■ **What to do**: Copy the entries character for character.

■ **Entries shown**:
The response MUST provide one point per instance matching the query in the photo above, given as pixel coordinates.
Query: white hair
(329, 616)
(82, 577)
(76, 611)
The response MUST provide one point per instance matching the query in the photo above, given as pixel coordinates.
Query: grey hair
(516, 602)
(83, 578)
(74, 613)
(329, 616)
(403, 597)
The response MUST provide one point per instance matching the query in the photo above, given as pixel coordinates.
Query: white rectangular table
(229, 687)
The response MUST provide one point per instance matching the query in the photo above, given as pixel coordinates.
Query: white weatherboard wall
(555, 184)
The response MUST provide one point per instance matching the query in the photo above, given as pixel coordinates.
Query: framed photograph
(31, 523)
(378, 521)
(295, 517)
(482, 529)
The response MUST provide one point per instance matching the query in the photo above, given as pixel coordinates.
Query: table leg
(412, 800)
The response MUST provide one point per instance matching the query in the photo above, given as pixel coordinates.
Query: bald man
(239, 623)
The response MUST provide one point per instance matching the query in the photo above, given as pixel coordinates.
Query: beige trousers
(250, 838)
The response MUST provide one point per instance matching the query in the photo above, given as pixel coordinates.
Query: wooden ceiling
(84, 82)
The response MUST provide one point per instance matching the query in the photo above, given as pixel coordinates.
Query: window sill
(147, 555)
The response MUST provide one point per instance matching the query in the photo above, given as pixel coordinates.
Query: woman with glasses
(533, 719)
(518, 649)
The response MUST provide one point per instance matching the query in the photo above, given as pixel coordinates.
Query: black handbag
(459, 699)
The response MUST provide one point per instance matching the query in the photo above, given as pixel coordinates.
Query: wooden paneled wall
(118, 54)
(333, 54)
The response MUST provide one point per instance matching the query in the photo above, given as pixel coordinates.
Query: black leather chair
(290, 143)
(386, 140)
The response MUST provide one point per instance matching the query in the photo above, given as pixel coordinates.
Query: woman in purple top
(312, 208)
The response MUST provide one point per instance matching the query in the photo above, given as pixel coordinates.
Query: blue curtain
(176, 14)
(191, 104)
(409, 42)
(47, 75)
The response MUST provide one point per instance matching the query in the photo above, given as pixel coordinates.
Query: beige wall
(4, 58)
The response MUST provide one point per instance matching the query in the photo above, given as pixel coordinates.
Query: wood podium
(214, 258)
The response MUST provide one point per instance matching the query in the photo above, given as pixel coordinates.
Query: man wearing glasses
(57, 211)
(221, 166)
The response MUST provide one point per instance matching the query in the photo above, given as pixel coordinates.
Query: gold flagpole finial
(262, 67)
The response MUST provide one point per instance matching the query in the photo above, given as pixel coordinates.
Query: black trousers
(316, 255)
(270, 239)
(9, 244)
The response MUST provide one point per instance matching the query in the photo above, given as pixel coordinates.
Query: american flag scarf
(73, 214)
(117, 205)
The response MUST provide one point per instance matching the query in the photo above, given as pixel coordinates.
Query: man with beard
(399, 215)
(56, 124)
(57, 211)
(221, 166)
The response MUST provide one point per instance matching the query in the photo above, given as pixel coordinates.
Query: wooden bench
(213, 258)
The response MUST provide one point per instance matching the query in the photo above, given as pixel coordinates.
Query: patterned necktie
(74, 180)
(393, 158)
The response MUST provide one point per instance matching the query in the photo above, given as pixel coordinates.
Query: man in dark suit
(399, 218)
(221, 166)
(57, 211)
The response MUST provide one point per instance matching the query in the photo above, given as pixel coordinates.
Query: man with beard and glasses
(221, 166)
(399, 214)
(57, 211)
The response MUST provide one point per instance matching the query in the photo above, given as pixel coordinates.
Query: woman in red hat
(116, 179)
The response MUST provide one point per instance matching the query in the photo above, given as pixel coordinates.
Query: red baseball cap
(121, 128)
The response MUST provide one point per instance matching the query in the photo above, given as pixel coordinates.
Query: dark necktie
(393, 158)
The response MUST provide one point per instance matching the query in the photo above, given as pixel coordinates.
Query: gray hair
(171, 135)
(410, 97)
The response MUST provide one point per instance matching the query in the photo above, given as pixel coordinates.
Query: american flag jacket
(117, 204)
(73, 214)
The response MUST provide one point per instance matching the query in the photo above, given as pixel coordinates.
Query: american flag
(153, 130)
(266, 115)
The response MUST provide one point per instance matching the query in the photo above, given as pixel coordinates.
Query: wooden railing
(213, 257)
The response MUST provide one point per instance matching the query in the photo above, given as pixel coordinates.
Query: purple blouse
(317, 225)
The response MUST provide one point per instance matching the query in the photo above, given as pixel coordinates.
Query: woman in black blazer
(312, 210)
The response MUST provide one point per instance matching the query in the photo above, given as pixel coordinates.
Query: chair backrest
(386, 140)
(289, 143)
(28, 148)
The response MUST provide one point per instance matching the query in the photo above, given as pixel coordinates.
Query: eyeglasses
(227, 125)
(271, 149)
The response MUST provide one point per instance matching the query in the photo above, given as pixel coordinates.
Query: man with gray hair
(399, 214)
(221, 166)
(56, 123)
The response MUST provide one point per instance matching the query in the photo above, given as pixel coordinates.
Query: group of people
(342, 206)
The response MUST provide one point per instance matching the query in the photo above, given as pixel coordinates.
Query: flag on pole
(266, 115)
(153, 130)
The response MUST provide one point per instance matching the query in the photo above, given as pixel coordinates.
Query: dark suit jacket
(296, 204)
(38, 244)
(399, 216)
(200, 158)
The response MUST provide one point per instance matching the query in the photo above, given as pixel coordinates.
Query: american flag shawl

■ **The completed task**:
The response MUST provide one point per instance matching the query in the photo above, given as pixel coordinates.
Query: white hair
(329, 616)
(82, 577)
(76, 611)
The response MUST provide one point per instance matching the query in the photo above, given as pixel coordinates.
Query: grey hair
(516, 602)
(83, 578)
(74, 613)
(329, 616)
(403, 597)
The response MUST provide one point per instance matching the query in the photo above, given as pixel coordinates.
Query: white rectangular table
(229, 687)
The response MUST provide one point per instance matching the query in the photo above, given as pixel coordinates.
Query: white weatherboard wall
(555, 184)
The response MUST provide one point per instance matching the query in the photo above, given as pixel coordinates.
Query: framed photograph
(31, 523)
(378, 521)
(295, 517)
(482, 529)
The response MUST provide one point per instance matching the query in the photo above, given as pixel coordinates.
Query: table leg
(412, 800)
The response MUST provide one point per instance matching the query in the photo above, given as pixel coordinates.
Query: bald man
(239, 623)
The response MUST provide one point per instance matching the query in the photo above, given as pixel coordinates.
Query: beige trousers
(250, 838)
The response MUST provide one point per instance matching the query in the photo above, given as pixel coordinates.
Query: wooden ceiling
(84, 82)
The response MUST provide one point per instance matching the query in the photo above, given as pixel coordinates.
Query: window sill
(147, 555)
The response MUST provide one point per instance matching the query in the photo above, given as pixel coordinates.
Query: woman with glasses
(533, 719)
(518, 649)
The response MUST provide one point per instance matching the query in the photo above, given as pixel coordinates.
Query: black handbag
(459, 699)
The response MUST provide one point per instance matching the query in the photo above, given as pixel coordinates.
Query: wooden paneled wall
(118, 54)
(333, 54)
The response MUST provide one point per instance matching the query in the photo above, given as pixel coordinates.
Query: black leather chair
(290, 143)
(386, 140)
The response MUST provide one point per instance matching the query in the photo above, given as pixel coordinates.
Query: woman in purple top
(312, 208)
The response MUST provide one point per instance matching the query in the photo above, given as pixel coordinates.
Query: blue curtain
(176, 14)
(191, 104)
(409, 42)
(47, 75)
The response MUST provide one point per instance matching the query in the photo above, given as pixel coordinates.
Query: beige wall
(4, 58)
The response MUST provide one point per instance matching the query in the photo above, given as pixel coordinates.
Query: wood podium
(214, 258)
The response MUST provide one point per instance matching the query in the photo above, given as pixel coordinates.
Query: man wearing glasses
(57, 211)
(221, 166)
The response MUST provide one point per instance matching the query in the photo above, given as pixel coordinates.
Query: gold flagpole finial
(262, 67)
The response MUST provide one point per instance matching the query in the photo above, given as pixel coordinates.
Query: black trousers
(316, 255)
(270, 239)
(9, 244)
The response MUST provide one point per instance matching the query in the photo above, given as pixel coordinates.
Query: american flag scarf
(73, 214)
(117, 205)
The response MUST provide one point per instance matching the query in the photo above, given as pixel coordinates.
Query: man with beard
(399, 215)
(56, 124)
(57, 211)
(221, 166)
The response MUST provide one point per instance matching the query in the photo above, given as pixel coordinates.
Query: wooden bench
(213, 258)
The response MUST provide one point per instance matching the query in the photo above, given as pixel coordinates.
Query: patterned necktie
(74, 180)
(393, 158)
The response MUST provide one point per instance matching the query in the photo above, given as pixel coordinates.
Query: man in dark suit
(399, 218)
(221, 166)
(57, 211)
The response MUST provide one point per instance matching the query in the photo above, given as pixel coordinates.
Query: man with beard and glasses
(221, 166)
(399, 214)
(57, 211)
The response MUST provide one point per instance matching the query in the photo above, given as pixel coordinates.
Query: woman in red hat
(116, 179)
The response MUST provide one point per instance matching the query in the photo above, given as pixel coordinates.
Query: red baseball cap
(121, 128)
The response MUST provide one point per instance matching the query in the photo above, given as pixel coordinates.
Query: dark necktie
(393, 158)
The response MUST provide one point per instance matching the query in the photo above, given as pixel coordinates.
Query: gray hair
(171, 135)
(410, 97)
The response MUST provide one point per instance matching the query in the photo above, given as pixel coordinates.
Query: american flag jacket
(117, 204)
(73, 214)
The response MUST provide one point per instance matching the query in the photo above, given as pixel coordinates.
Query: american flag
(153, 130)
(266, 115)
The response MUST provide one point per instance matching the query in the photo above, given as pixel coordinates.
Query: wooden railing
(213, 257)
The response MUST provide one point per instance matching the query in the photo above, given as pixel coordinates.
Query: purple blouse
(317, 225)
The response MUST provide one point per instance matching the query in the photo above, given as pixel coordinates.
Query: woman in black blazer
(312, 210)
The response MUST provide one point per instance matching the query in the photo above, given as pixel coordinates.
Query: chair backrest
(386, 140)
(289, 143)
(28, 148)
The response MUST provide one point per instance matching the query in the photo above, given as pixel coordinates.
Query: eyeglasses
(227, 125)
(271, 149)
The response MUST provide one point per instance matching the query in the photo above, given as pixel coordinates.
Query: man with gray hair
(399, 214)
(221, 166)
(56, 123)
The response MUST provide one point per instance matching the query in the photo above, given as pixel coordinates.
Query: group of people
(342, 206)
The response MUST provide one point per instance matching the query in the photo above, given as pixel coordinates.
Query: flag on pole
(266, 115)
(153, 130)
The response MUST provide one point per instance matching the query in the photo above, given as pixel coordinates.
Query: dark suit jacket
(296, 204)
(38, 244)
(399, 216)
(200, 158)
The response MUST provide one point per instance matching the query in the photo above, given as pixel coordinates.
Query: american flag shawl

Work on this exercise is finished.